> [EXERCISE REQUIREMENTS]
A: In the listing, swap "headlight" for "taillight" in the lines starting with the line containing "headlight, I would be grateful." and going on through the line containing "119L99 125L100 133L104", with everything else left unchanged.
B: Continue the forum thread about hub brakes and drive gearing from its last sentence.

BEGIN SELECTED TEXT

Oh thats good to know! I saw a few out there but I couldn't seem to find one that was readily available. The wheels are already built but if things need to change that's good information. I'm not sure yet if just a regen brake will be enough in the rear but we'll find out.
 
If you really want a MX bike you also need Torque. This is only possible if you using a 2 stage drive. My recent build has a chain reduction 1:3 on the first reduction and the second gearing is 1:5. With this reduction you will benefit a lot more torque without the heat. The start from zero speed give wheelie power all the way up, with less amps. Just a Idee wich route I went.
 
jktobin1 said:
Grantmac said:
The only thing I'd point out is that there are a few 150mm hubs which have a 6 bolt brake mount on both sides.

Oh thats good to know! I saw a few out there but I couldn't seem to find one that was readily available. The wheels are already built but if things need to change that's good information. I'm not sure yet if just a regen brake will be enough in the rear but we'll find out.

END SELECTED TEXT
BEGIN SUPPLIED DATA

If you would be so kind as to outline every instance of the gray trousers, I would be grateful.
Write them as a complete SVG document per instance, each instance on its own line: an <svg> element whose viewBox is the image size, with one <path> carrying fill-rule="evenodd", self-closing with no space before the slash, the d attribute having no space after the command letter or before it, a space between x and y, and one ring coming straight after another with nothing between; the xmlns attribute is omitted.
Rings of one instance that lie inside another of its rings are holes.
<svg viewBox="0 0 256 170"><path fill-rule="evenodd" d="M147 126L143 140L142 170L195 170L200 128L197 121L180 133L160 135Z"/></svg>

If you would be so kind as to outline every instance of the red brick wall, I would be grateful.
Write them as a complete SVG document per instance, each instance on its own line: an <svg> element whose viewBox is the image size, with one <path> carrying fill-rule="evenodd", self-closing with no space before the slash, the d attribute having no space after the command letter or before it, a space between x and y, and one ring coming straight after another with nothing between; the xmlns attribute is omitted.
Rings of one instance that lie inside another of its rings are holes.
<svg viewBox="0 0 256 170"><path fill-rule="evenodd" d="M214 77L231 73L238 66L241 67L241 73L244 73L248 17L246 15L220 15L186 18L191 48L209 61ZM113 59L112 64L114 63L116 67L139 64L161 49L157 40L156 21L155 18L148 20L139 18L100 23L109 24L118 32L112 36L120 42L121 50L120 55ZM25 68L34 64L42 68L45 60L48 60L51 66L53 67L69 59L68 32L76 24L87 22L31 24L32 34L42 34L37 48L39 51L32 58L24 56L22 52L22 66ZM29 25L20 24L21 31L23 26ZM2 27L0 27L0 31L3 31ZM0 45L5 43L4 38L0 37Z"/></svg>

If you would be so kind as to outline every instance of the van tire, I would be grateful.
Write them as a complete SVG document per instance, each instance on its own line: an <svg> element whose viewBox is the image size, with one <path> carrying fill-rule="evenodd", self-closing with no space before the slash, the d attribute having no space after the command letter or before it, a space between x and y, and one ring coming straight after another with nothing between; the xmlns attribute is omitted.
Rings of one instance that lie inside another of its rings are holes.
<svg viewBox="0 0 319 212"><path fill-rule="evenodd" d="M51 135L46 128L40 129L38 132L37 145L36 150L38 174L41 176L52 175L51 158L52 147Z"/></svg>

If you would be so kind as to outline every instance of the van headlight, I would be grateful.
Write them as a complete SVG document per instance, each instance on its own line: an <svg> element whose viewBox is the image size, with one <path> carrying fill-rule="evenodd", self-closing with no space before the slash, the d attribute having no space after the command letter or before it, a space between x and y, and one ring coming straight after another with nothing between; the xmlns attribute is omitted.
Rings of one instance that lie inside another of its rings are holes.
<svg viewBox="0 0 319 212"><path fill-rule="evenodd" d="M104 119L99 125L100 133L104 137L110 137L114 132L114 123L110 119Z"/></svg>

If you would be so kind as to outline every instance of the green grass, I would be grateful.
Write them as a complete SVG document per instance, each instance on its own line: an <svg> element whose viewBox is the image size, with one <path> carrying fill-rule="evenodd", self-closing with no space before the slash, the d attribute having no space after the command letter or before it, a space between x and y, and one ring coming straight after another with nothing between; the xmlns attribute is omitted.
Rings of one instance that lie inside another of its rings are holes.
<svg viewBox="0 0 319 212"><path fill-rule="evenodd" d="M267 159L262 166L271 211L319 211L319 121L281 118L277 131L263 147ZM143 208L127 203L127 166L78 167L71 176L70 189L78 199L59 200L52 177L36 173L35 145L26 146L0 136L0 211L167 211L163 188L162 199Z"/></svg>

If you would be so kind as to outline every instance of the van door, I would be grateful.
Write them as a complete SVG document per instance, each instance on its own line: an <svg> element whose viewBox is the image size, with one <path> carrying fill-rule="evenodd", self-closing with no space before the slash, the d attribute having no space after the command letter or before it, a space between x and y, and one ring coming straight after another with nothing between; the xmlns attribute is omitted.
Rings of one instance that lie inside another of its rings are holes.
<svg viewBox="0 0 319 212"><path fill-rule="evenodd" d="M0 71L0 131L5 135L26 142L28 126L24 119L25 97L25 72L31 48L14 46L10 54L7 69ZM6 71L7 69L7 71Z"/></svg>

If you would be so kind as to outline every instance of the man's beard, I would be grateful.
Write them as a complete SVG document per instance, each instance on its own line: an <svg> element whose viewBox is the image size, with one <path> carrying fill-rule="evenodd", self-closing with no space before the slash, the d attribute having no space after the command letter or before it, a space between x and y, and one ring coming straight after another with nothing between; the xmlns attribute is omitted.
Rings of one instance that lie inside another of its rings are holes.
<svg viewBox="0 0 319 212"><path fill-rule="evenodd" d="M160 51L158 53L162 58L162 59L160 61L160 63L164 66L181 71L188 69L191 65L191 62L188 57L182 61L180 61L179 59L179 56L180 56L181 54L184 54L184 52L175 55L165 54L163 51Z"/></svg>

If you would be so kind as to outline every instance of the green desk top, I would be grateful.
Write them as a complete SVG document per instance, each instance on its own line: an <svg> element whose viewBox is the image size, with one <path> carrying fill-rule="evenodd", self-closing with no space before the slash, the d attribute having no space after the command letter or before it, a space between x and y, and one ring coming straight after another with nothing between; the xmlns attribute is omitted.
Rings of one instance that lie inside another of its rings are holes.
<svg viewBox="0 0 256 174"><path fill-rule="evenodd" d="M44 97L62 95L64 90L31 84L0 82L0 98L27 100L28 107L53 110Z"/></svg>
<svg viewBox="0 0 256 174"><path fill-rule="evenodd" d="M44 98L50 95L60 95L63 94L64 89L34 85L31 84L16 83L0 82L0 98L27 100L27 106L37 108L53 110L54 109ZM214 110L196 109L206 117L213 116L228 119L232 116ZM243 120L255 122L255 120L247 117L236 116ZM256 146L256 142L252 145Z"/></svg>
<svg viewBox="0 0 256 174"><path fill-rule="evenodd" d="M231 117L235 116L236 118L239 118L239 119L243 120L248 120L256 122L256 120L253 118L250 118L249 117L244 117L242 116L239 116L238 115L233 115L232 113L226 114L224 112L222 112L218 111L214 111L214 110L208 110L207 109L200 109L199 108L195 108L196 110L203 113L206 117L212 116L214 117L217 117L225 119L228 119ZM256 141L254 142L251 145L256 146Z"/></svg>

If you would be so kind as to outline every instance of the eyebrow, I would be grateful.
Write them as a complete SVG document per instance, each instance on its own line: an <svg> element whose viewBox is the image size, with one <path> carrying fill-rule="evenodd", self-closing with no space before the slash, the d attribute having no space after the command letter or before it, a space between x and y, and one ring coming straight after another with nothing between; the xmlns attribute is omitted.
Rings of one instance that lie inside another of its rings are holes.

END SUPPLIED DATA

> [RESULTS OF THE TASKS]
A:
If you would be so kind as to outline every instance of the van taillight, I would be grateful.
Write them as a complete SVG document per instance, each instance on its own line: an <svg> element whose viewBox is the image size, with one <path> carrying fill-rule="evenodd", self-closing with no space before the slash, the d attribute having no space after the command letter or before it, a space between x and y, and one ring coming straight after another with nothing between; the xmlns attribute is omitted.
Rings of one instance that lie inside another of its rings are holes.
<svg viewBox="0 0 319 212"><path fill-rule="evenodd" d="M104 119L99 125L100 133L104 137L110 137L114 132L114 123L110 119Z"/></svg>

B:
Oset parts are useful for builders:
https://osetbikes.com/gb/parts/pre-2015-parts/hubs/rear-hub-for-all-20-0-models/
 
Xtr6 said:
If you really want a MX bike you also need Torque. This is only possible if you using a 2 stage drive. My recent build has a chain reduction 1:3 on the first reduction and the second gearing is 1:5. With this reduction you will benefit a lot more torque without the heat. The start from zero speed give wheelie power all the way up, with less amps. Just a Idee wich route I went.

If I'm correct, with my 5:1 reduction I should be able to generate roughly 95ft-lbs of torque to the rear wheel. With my large tire diameter I will be lucky to be putting 50ft-lbs to the ground but for a bike that weighs no more than 150lbs, that should be plenty for a good wheelie. By adjusting torque curves I can always make the torque curve much steeper and guarantee that the front tire comes off the ground. I'm looking for something that is reasonable to commute on so a goal of 50mph top speed seemed reasonable factoring the weight of the bike and rider plus some wind resistance. If things don't work out, swapping the sprockets out shouldn't be too difficult.
 
As a motorcycle racer, the weakness I see in your design is having the motor pivot in line with the swingarm pivot. The reason motorcycles have the front sprocket forward and lower than the swingarm pivot is to create anti-squat forces when the chain pulls tight on the top of the swingarm during acceleration. Large manufacturers like BMW and Husqvarna have played with designs running the countershaft sprocket at the swingarm pivot position in the past, but abandoned the concept because it didn't generate as much grip as the current (popular) design. From a geometry point of view, the V1 design, with geometry using a swingarm pivot point higher than the front sprocket would create much better rear grip on acceleration than your final design.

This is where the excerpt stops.